* _Raw records_:
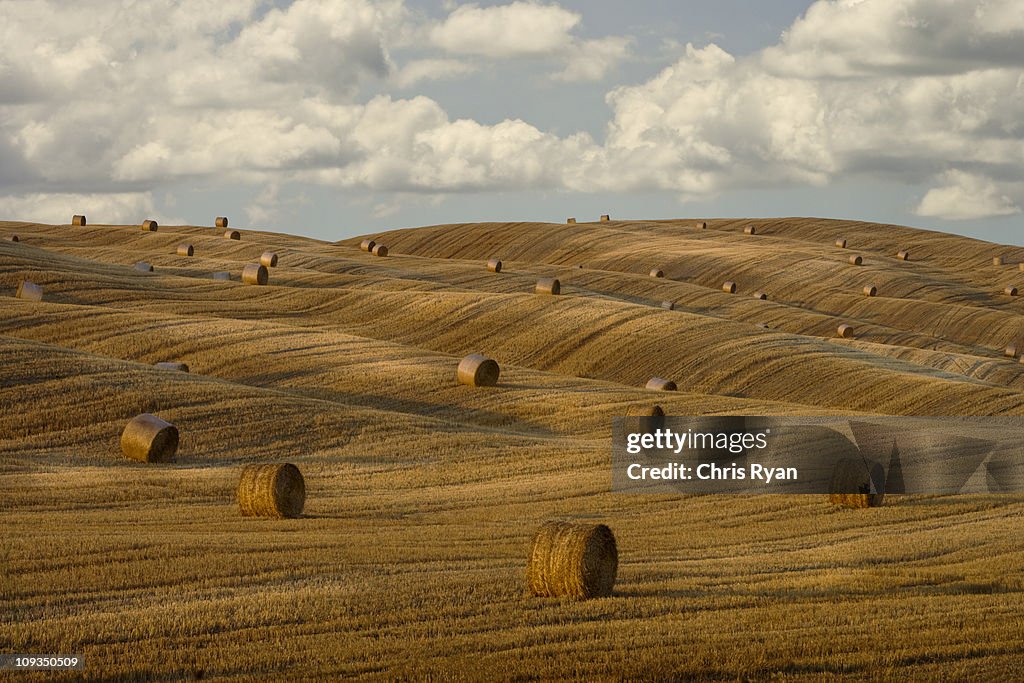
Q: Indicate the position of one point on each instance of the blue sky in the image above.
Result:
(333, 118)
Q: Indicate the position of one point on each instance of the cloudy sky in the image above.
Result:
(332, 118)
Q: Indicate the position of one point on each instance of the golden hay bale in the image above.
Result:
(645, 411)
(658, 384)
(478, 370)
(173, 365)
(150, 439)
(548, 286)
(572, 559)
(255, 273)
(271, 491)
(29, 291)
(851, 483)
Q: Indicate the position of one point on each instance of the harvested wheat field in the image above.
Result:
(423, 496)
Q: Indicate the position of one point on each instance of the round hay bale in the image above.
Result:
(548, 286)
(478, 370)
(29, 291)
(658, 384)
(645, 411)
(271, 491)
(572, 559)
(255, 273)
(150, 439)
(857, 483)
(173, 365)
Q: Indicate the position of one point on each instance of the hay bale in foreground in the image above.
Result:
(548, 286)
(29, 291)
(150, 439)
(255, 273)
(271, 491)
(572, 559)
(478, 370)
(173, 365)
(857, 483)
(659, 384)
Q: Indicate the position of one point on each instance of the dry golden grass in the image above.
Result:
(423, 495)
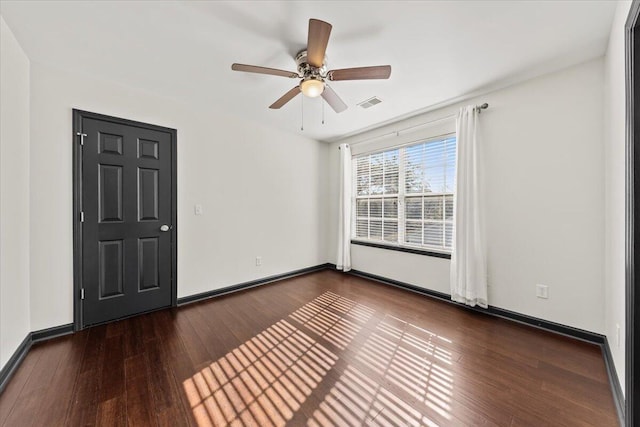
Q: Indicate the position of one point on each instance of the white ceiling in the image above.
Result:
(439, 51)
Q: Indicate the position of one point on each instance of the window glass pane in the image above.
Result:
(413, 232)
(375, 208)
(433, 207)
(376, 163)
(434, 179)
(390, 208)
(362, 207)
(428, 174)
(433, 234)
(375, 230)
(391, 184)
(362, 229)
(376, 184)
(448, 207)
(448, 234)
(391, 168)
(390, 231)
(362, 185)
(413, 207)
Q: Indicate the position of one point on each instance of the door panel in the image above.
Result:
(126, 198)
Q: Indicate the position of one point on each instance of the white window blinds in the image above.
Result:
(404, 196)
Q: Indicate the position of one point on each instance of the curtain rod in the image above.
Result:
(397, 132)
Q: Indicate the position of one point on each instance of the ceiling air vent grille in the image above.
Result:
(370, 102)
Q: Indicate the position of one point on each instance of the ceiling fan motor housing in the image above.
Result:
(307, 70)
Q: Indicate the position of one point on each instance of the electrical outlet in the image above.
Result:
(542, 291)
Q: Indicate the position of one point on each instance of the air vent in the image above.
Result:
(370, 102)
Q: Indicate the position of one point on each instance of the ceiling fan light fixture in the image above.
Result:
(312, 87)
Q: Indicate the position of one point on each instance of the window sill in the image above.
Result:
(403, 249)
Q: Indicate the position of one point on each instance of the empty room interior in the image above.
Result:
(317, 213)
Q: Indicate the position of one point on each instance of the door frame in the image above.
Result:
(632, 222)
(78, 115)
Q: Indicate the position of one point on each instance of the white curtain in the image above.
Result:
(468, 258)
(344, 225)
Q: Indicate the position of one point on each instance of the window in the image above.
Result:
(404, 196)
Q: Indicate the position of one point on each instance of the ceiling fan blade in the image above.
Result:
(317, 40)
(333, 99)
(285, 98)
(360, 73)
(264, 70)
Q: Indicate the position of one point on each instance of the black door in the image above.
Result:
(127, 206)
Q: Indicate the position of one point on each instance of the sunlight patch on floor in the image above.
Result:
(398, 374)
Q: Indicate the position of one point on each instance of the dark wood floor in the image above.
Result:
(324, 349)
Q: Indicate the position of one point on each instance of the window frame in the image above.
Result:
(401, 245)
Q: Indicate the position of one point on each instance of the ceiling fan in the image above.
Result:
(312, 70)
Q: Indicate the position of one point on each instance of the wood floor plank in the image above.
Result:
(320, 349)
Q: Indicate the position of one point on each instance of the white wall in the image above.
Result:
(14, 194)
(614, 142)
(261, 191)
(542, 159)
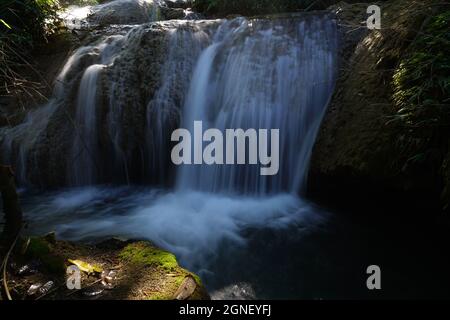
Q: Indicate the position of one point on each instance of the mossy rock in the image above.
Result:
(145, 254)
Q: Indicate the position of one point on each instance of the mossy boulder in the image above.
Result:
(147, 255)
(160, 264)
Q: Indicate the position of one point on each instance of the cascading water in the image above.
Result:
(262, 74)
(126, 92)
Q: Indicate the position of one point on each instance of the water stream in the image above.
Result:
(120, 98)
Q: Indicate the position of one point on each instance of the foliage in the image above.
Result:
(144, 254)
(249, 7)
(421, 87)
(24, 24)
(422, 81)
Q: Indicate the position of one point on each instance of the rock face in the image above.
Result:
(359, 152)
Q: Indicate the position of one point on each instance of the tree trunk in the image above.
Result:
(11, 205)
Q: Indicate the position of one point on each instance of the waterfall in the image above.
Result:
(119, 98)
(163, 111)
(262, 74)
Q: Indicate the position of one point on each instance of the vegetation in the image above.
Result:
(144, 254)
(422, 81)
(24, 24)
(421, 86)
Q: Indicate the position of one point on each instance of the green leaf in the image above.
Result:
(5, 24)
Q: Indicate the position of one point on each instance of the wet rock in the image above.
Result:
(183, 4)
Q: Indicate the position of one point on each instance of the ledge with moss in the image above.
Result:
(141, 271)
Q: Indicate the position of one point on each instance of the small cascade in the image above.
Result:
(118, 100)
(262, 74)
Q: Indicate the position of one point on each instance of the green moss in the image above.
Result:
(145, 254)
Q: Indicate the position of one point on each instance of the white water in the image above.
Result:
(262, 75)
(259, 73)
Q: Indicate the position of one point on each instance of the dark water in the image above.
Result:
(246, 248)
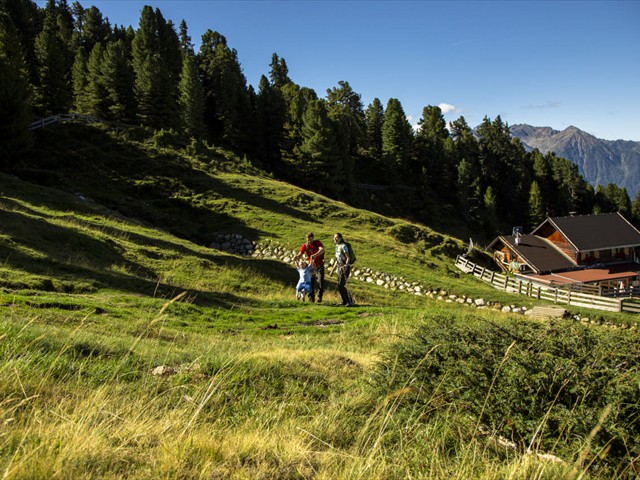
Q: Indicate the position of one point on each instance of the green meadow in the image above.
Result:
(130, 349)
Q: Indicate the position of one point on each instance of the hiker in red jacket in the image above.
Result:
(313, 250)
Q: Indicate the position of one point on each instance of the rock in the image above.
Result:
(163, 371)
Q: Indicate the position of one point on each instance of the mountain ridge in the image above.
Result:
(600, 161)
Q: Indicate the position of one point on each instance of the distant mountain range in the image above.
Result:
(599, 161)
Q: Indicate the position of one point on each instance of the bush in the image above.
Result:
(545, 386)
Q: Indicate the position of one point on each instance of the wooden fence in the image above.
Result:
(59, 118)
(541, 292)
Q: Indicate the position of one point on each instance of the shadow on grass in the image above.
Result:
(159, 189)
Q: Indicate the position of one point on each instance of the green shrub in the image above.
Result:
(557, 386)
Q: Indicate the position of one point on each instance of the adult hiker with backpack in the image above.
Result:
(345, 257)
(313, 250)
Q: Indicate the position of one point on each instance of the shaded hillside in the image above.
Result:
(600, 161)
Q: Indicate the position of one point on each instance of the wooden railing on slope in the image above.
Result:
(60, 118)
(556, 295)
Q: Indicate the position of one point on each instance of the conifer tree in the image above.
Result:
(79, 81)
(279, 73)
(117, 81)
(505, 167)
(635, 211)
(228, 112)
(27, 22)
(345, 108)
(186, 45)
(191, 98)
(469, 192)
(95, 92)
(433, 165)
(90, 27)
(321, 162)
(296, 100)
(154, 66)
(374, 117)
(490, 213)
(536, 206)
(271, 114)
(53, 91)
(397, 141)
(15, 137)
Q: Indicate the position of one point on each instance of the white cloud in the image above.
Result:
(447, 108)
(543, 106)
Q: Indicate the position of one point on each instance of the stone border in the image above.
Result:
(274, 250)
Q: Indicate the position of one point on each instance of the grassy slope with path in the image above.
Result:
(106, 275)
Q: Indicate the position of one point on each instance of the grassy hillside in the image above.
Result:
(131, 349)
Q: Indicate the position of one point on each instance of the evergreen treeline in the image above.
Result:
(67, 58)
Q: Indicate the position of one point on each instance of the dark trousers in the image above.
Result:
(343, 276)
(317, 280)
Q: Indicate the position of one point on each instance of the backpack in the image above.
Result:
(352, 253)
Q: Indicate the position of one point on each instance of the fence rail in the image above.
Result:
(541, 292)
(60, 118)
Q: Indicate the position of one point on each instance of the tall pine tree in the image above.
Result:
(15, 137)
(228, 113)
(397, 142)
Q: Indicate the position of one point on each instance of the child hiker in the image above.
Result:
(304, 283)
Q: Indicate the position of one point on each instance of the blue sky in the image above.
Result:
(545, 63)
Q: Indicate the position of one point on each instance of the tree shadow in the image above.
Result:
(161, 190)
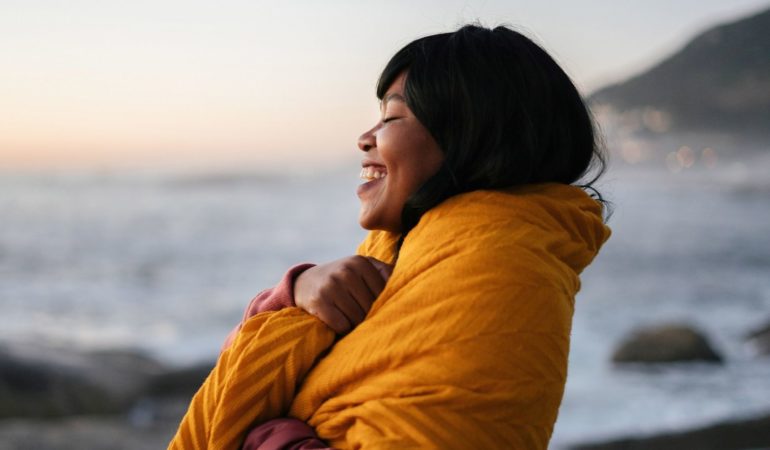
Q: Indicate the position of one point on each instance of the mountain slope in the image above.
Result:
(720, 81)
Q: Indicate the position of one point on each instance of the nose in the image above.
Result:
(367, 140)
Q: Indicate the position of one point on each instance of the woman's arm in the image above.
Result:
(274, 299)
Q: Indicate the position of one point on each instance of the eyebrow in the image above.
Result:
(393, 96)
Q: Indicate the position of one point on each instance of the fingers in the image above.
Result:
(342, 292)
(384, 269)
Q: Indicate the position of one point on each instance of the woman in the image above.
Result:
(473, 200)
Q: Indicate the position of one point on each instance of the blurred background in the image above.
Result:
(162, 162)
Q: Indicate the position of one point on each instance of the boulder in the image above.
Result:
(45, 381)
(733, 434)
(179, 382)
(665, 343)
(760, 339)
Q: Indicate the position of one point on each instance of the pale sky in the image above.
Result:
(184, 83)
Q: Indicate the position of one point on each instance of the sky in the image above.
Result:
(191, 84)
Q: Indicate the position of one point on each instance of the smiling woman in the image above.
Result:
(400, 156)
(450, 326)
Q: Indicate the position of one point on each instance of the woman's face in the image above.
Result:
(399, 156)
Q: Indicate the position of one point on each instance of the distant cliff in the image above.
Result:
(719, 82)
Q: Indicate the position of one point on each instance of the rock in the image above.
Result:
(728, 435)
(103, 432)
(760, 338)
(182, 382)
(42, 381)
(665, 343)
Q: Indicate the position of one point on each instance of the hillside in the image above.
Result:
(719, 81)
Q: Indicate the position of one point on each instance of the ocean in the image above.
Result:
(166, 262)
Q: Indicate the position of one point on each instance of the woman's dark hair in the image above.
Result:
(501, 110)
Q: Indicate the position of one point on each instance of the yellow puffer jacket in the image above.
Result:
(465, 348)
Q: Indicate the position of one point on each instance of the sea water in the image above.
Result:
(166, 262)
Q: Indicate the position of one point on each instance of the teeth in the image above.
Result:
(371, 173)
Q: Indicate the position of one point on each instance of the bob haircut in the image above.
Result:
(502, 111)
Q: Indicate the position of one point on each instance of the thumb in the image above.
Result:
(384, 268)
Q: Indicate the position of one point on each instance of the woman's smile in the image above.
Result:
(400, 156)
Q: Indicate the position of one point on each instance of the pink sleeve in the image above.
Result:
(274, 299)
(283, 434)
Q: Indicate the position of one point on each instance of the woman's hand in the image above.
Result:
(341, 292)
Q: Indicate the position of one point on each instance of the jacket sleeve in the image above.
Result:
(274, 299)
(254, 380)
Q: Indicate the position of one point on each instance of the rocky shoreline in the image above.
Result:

* _Goal of the exercise_:
Repeat, word for word, every line from the line that contains "smile in the image above." to the end of the entries; include both of those lines and no others.

* _Reply_:
Q: Indicate the position of one point on each instance of the woman's smile in the image above.
Result:
(400, 156)
Q: Indicate the position of one point on each instance of the pink sleeve in the image above.
Result:
(274, 299)
(283, 434)
Q: Indicate the position of one point on each instance of the woman's hand in the image above.
Result:
(341, 292)
Q: Indicate the position of one point on each instance of the jacket sleeve in the image above.
Result:
(274, 299)
(254, 380)
Q: Indicate the position of one point on each instance of the rocky shoreline in the image above.
Result:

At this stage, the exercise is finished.